Every line from the one with "Task: locate the lake, dropping" to the end of the data needs to be copied exactly, and no line before it.

──────── Supplied material ────────

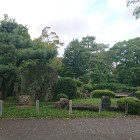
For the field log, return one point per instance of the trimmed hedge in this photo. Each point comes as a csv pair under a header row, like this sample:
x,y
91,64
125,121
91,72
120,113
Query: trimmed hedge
x,y
88,87
100,93
66,86
137,94
79,83
114,87
61,96
133,104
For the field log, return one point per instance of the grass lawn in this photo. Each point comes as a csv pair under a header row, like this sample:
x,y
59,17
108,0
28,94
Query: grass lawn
x,y
47,110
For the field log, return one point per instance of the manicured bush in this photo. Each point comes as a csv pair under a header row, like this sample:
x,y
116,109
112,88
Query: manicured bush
x,y
88,87
78,93
106,103
114,87
133,104
79,83
67,86
100,93
61,96
137,94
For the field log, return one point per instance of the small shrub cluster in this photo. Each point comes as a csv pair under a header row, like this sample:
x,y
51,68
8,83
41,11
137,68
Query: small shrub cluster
x,y
61,95
88,87
66,86
100,93
114,87
106,102
79,83
133,104
137,94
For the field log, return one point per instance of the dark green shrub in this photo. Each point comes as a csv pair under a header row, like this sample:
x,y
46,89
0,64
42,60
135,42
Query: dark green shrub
x,y
61,95
88,87
67,86
106,103
78,94
133,104
114,87
100,93
79,83
137,94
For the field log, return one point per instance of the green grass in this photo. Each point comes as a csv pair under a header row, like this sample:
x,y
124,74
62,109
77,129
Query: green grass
x,y
11,110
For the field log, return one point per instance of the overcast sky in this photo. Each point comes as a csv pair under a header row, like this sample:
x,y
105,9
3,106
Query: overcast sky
x,y
109,20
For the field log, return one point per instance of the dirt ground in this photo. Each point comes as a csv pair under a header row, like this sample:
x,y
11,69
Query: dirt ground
x,y
71,129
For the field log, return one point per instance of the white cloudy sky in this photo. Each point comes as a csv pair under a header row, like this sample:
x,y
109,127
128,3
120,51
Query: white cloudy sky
x,y
109,20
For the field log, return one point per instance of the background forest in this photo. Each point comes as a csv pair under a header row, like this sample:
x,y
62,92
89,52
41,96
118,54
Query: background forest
x,y
32,67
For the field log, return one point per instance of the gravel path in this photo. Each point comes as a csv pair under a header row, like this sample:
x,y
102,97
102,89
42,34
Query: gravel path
x,y
75,129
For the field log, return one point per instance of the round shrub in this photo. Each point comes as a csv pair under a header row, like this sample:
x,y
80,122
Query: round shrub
x,y
78,93
67,86
137,94
100,93
133,104
106,102
61,96
88,87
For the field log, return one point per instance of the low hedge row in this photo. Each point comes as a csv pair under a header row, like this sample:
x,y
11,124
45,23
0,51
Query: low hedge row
x,y
100,93
137,94
114,87
133,104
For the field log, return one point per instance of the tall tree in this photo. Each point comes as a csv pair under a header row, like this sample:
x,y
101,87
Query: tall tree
x,y
74,59
136,12
126,58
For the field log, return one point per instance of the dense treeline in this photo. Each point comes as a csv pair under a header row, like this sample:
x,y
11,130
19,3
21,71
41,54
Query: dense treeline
x,y
84,60
97,63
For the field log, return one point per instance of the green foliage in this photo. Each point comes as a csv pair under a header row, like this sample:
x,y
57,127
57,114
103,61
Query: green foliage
x,y
78,94
125,57
106,102
133,104
61,95
67,86
88,87
137,94
78,82
100,93
136,12
114,87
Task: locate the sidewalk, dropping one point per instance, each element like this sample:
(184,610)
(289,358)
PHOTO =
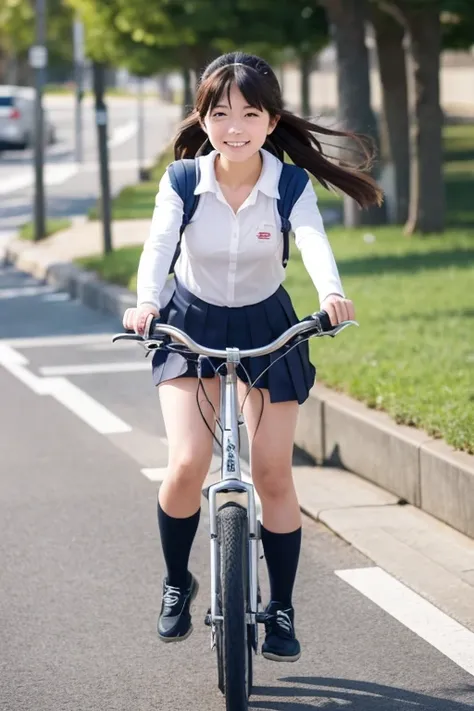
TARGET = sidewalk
(427,555)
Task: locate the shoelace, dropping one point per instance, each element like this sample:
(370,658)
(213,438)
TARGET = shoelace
(282,621)
(171,596)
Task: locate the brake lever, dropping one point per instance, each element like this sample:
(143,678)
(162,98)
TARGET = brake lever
(127,336)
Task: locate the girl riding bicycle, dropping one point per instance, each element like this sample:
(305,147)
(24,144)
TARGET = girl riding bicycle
(228,291)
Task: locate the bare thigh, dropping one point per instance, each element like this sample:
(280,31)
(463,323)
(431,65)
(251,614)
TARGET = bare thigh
(189,439)
(271,437)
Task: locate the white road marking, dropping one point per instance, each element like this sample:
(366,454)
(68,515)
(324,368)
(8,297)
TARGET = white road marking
(85,407)
(54,341)
(55,174)
(91,368)
(122,134)
(15,363)
(58,173)
(20,291)
(16,182)
(68,394)
(420,616)
(60,296)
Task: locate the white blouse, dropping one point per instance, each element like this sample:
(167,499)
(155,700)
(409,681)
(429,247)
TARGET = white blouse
(227,258)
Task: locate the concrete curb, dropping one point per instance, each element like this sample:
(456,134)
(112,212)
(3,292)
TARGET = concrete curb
(332,428)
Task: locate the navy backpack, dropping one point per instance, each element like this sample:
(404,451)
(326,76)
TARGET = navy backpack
(184,176)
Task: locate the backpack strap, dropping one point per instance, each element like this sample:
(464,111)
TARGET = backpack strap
(293,181)
(184,176)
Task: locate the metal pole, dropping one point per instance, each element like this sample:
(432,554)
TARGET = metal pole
(141,131)
(78,38)
(38,61)
(98,70)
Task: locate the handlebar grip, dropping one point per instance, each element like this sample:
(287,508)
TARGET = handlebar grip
(324,320)
(154,322)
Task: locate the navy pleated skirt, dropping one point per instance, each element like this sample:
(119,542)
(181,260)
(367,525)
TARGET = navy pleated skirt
(288,378)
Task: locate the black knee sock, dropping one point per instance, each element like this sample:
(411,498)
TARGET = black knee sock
(177,536)
(282,552)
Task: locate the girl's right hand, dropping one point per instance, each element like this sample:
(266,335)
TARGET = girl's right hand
(139,319)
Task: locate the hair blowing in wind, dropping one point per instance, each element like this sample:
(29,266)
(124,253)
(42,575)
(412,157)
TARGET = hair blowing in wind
(294,136)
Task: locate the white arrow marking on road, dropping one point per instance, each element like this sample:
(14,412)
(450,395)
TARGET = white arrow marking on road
(94,368)
(85,407)
(72,397)
(420,616)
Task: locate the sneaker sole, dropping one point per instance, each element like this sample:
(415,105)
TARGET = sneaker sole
(183,637)
(276,658)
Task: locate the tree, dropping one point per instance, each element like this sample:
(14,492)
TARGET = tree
(394,124)
(421,22)
(348,18)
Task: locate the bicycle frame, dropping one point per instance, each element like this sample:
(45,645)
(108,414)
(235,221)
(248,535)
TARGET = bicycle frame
(231,481)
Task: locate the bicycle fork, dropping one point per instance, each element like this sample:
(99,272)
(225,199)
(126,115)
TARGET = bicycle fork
(231,482)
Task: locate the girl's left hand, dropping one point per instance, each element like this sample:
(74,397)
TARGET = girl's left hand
(338,309)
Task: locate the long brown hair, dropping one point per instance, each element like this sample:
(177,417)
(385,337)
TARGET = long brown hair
(294,136)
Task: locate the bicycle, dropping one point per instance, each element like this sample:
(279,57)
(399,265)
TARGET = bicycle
(235,610)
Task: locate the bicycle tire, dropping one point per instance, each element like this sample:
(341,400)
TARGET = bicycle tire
(233,541)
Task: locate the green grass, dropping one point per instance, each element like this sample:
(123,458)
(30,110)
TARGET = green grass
(118,267)
(413,355)
(53,225)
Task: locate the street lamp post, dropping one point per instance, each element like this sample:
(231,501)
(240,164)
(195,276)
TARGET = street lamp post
(78,40)
(101,122)
(38,61)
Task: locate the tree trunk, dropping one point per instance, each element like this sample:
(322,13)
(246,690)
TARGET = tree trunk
(347,18)
(427,200)
(188,93)
(305,74)
(394,130)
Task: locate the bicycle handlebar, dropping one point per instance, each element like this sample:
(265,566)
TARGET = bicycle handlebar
(318,324)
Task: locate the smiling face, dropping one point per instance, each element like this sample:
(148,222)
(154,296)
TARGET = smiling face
(238,108)
(236,129)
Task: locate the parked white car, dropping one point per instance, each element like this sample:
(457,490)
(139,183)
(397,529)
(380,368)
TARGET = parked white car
(17,118)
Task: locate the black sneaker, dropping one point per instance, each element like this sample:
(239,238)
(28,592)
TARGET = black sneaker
(280,643)
(174,623)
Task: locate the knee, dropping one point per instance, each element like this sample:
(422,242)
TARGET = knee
(188,469)
(272,479)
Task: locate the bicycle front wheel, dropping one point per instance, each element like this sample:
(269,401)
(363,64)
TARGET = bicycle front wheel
(235,651)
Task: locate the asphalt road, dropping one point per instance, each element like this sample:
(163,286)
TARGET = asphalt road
(80,563)
(71,188)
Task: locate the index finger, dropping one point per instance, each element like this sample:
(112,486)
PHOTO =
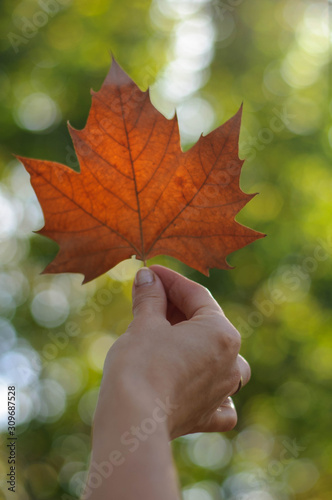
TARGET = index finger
(189,297)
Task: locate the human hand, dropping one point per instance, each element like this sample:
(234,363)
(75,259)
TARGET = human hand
(179,347)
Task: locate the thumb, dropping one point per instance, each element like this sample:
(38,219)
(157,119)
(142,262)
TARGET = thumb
(222,420)
(149,297)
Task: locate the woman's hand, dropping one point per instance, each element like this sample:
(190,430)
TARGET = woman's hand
(179,348)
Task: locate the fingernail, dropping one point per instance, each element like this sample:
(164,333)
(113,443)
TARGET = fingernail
(144,276)
(228,403)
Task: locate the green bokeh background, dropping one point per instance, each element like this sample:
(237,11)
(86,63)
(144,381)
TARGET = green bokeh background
(203,57)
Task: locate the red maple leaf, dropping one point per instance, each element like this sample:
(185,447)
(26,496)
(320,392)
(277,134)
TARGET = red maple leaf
(137,192)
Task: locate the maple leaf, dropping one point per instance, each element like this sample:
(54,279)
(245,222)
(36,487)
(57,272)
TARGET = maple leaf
(137,192)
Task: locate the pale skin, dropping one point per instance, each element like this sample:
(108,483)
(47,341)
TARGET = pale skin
(171,373)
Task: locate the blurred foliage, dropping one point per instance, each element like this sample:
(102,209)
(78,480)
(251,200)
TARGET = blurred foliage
(204,58)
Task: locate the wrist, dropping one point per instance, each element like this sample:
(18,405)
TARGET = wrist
(130,404)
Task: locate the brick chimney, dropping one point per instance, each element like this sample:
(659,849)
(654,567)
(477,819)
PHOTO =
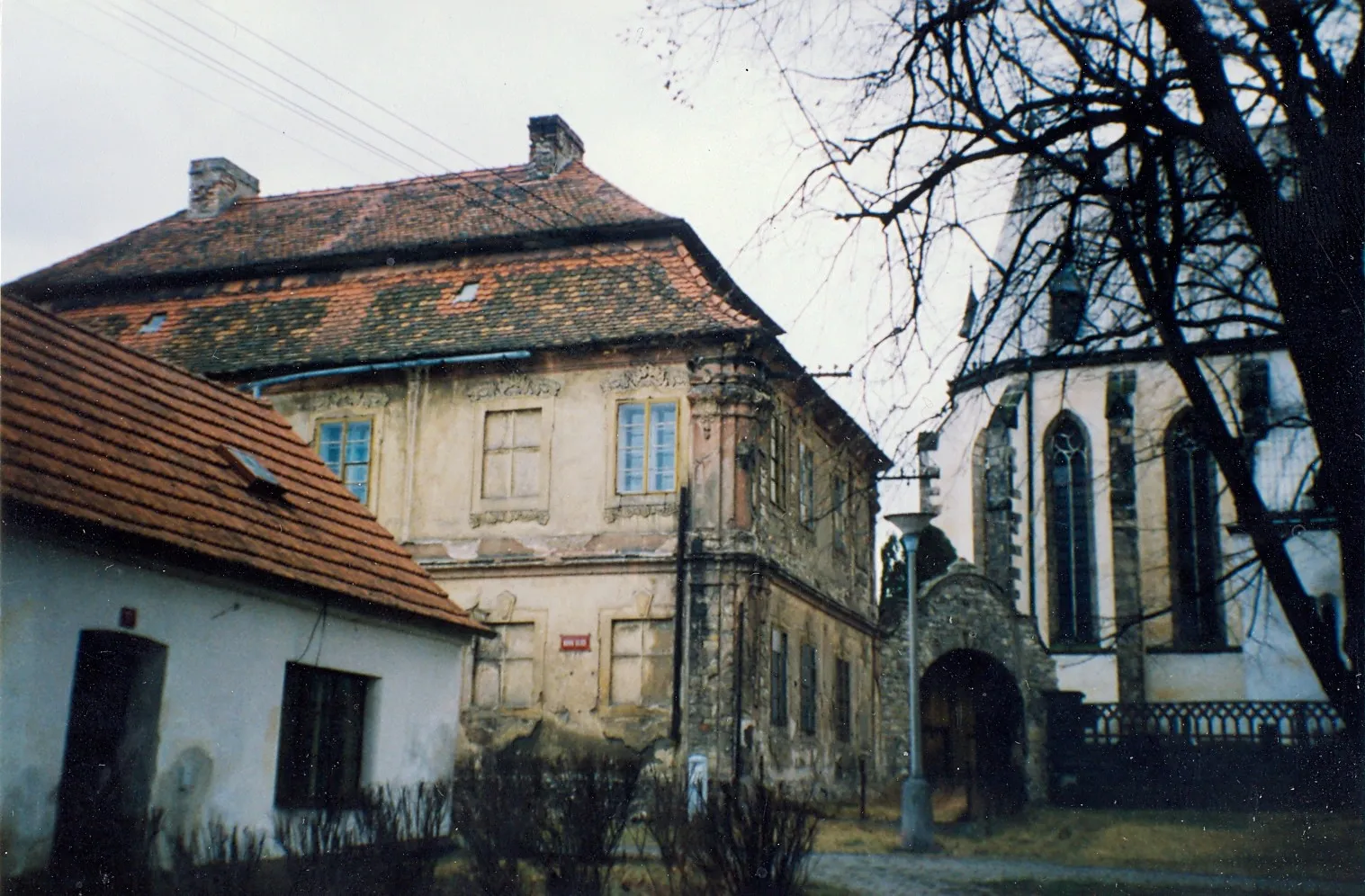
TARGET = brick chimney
(214,184)
(553,145)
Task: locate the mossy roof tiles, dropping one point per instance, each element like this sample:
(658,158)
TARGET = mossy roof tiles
(588,295)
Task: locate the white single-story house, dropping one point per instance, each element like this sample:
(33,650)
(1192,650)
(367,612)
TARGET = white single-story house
(197,618)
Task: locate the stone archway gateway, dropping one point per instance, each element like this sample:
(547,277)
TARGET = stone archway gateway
(972,718)
(964,613)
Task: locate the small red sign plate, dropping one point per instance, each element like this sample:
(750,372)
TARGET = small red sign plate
(575,641)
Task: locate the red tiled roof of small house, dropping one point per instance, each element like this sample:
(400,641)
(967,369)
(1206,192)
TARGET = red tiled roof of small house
(124,444)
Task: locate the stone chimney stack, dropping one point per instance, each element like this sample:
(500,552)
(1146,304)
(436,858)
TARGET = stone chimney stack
(553,145)
(214,184)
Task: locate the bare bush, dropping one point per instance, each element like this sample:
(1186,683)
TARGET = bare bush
(214,858)
(754,840)
(491,811)
(664,816)
(583,814)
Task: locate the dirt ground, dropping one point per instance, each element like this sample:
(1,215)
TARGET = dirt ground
(1312,846)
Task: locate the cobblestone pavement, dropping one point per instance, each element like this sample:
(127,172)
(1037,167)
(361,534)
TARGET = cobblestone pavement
(898,873)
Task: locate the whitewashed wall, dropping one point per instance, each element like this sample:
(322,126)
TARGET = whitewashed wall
(227,650)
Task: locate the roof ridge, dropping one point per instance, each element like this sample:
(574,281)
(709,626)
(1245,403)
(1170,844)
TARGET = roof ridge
(382,184)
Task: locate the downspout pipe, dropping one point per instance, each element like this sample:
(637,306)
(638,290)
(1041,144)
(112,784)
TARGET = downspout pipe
(680,615)
(256,386)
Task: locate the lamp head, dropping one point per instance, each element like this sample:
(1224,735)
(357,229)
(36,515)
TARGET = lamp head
(911,523)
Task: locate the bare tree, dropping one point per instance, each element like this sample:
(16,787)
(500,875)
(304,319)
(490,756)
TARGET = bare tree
(1196,163)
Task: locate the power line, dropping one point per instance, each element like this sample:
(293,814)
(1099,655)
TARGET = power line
(251,84)
(388,112)
(186,85)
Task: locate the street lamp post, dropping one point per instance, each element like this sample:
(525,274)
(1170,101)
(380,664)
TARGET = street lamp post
(916,808)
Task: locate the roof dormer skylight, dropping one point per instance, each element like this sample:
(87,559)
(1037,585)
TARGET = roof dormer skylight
(256,473)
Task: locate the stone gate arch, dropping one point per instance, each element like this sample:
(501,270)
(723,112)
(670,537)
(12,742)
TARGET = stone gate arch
(963,610)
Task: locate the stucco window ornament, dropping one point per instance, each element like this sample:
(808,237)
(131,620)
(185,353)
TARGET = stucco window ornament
(644,377)
(514,386)
(494,517)
(641,512)
(346,399)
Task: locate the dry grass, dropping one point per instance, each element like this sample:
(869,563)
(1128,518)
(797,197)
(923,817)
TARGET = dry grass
(1325,846)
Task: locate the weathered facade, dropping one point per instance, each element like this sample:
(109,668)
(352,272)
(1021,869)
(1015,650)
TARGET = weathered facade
(572,419)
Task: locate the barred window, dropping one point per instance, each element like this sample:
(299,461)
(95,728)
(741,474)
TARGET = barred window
(321,738)
(842,700)
(805,486)
(512,453)
(778,674)
(642,662)
(810,682)
(504,670)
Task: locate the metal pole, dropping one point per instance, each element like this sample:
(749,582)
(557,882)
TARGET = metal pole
(916,806)
(912,613)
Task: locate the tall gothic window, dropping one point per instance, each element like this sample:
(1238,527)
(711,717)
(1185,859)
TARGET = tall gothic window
(1192,523)
(1069,532)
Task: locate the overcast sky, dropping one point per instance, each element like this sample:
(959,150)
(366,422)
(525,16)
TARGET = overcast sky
(107,101)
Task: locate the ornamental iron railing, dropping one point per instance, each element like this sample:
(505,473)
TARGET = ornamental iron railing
(1280,721)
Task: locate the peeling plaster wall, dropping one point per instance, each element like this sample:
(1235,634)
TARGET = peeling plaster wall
(576,557)
(227,650)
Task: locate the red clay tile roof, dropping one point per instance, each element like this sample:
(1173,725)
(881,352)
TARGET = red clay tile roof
(407,219)
(105,435)
(527,300)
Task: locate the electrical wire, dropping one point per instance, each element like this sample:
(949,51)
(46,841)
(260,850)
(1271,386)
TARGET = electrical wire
(113,48)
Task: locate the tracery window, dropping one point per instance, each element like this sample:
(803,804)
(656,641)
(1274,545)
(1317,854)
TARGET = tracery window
(1192,525)
(1069,532)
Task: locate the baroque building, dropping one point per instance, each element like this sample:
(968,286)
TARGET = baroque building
(570,417)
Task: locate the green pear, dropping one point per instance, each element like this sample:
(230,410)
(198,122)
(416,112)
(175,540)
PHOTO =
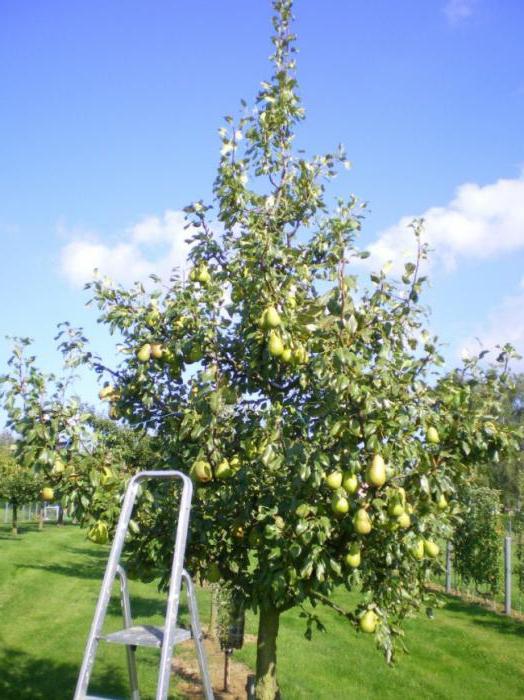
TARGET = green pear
(339,505)
(396,509)
(300,355)
(442,502)
(223,470)
(368,622)
(404,521)
(271,318)
(350,482)
(144,353)
(202,275)
(362,522)
(432,436)
(47,493)
(157,350)
(376,473)
(334,480)
(58,466)
(274,345)
(202,470)
(431,549)
(353,557)
(286,355)
(417,550)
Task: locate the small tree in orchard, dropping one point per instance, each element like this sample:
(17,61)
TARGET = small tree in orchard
(303,403)
(18,485)
(49,428)
(477,541)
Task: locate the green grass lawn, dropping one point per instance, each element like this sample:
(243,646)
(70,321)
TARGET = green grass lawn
(49,582)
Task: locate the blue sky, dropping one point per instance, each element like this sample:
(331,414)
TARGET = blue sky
(108,127)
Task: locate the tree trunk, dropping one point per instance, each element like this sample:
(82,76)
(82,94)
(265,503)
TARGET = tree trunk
(14,525)
(266,682)
(213,618)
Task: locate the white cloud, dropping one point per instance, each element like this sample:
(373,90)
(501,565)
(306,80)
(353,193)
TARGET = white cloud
(480,222)
(458,10)
(154,245)
(505,324)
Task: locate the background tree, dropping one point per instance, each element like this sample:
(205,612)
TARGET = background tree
(18,485)
(301,399)
(507,475)
(477,541)
(48,425)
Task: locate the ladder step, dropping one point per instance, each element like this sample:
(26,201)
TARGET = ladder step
(145,636)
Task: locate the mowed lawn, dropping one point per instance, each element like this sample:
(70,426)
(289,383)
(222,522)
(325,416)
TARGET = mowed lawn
(49,582)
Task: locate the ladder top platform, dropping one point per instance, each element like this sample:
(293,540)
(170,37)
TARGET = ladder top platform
(145,636)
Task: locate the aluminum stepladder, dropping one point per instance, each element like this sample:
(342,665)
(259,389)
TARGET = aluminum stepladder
(146,635)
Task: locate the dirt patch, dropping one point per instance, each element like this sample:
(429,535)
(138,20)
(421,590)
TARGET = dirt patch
(185,668)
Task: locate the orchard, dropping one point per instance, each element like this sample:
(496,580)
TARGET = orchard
(306,401)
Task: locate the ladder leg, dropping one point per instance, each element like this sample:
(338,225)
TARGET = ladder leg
(166,656)
(128,622)
(105,592)
(198,636)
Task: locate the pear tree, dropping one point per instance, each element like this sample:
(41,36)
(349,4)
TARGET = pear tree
(49,427)
(18,485)
(303,399)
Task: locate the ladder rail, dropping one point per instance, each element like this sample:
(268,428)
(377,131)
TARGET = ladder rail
(128,622)
(175,586)
(112,564)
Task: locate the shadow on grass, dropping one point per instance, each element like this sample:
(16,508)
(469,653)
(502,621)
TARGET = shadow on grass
(23,529)
(23,677)
(89,571)
(485,618)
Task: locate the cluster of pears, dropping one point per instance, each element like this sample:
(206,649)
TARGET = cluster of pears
(345,483)
(424,548)
(200,274)
(270,321)
(149,351)
(202,471)
(98,532)
(47,493)
(399,509)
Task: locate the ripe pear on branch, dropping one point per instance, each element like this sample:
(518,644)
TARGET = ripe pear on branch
(376,472)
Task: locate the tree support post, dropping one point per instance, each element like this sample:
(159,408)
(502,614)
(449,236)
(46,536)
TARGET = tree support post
(507,575)
(14,526)
(266,680)
(448,566)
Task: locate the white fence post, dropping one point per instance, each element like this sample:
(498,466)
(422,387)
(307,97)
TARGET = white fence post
(448,566)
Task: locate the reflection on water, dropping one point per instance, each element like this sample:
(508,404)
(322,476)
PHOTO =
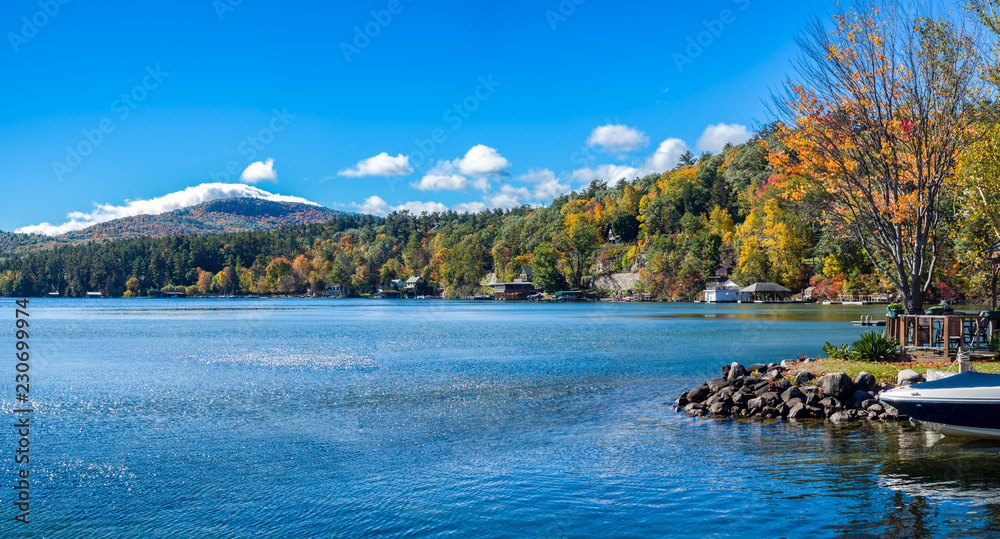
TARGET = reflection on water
(213,418)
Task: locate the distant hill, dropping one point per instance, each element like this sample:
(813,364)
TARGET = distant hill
(14,243)
(213,217)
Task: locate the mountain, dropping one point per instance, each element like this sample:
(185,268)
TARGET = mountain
(213,217)
(14,243)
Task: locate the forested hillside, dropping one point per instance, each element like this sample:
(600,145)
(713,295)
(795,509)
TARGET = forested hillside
(675,228)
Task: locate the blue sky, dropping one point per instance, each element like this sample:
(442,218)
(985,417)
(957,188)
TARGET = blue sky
(119,107)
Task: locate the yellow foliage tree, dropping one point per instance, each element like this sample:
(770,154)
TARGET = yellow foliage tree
(880,121)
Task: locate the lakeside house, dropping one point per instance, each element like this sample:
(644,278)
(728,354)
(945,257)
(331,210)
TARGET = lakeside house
(726,292)
(513,291)
(520,289)
(613,239)
(761,292)
(413,282)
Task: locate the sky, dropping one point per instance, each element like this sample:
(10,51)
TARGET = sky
(117,108)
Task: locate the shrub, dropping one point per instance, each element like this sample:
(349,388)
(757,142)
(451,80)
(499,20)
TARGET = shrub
(874,347)
(838,353)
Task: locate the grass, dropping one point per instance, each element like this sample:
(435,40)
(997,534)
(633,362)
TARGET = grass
(884,372)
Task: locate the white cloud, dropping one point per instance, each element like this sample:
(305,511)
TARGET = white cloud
(504,200)
(716,136)
(470,207)
(482,160)
(617,138)
(375,205)
(437,182)
(382,164)
(417,207)
(445,175)
(259,172)
(608,173)
(667,155)
(543,187)
(155,206)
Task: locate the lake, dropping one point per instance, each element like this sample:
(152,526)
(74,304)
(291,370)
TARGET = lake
(388,418)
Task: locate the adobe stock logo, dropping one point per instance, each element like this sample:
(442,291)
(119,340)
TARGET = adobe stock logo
(714,28)
(122,108)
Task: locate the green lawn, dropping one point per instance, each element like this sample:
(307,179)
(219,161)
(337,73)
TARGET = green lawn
(884,372)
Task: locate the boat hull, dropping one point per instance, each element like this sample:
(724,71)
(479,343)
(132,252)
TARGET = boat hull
(966,405)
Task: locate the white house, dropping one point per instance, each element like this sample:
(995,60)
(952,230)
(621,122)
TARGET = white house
(727,292)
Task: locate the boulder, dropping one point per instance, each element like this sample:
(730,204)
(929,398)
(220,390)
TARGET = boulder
(866,405)
(803,378)
(717,384)
(699,393)
(843,416)
(907,377)
(719,408)
(830,402)
(771,398)
(792,393)
(741,399)
(798,412)
(721,396)
(865,382)
(736,371)
(837,384)
(813,399)
(860,397)
(815,411)
(773,374)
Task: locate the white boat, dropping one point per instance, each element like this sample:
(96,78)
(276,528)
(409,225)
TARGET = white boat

────────

Written reply:
Task: locate the lake, dropping one point per instance, each element like this sample:
(152,526)
(74,304)
(291,370)
TARGET = lake
(388,418)
Task: locate the adobe stock logo, dropping one point per instance, each element like this sample:
(442,291)
(119,340)
TARGET = adobe stock logo
(714,28)
(122,108)
Task: locate the green lawn, dropping one point per instance, each element like this sample:
(307,179)
(219,161)
(337,73)
TARGET = green lawn
(884,372)
Task: locate the boat hull, dropping one point per instance, each element like this sample:
(724,71)
(479,343)
(132,252)
TARGET = boat hull
(966,405)
Task: locate the white house, dropping one point per instance, each element like this sample:
(995,60)
(952,230)
(621,122)
TARGET = white house
(727,292)
Task: locate the boulder, dropping one point per instance, each element like this sample:
(730,204)
(929,398)
(220,390)
TARGET = boulder
(866,405)
(803,378)
(717,384)
(699,393)
(843,416)
(907,377)
(719,408)
(830,402)
(771,398)
(792,393)
(741,399)
(798,412)
(721,396)
(865,382)
(736,371)
(837,384)
(813,399)
(860,397)
(815,411)
(773,374)
Task: locate the white boat, dropping one point per instance, each element like this sample:
(96,78)
(276,528)
(409,225)
TARGET = white boat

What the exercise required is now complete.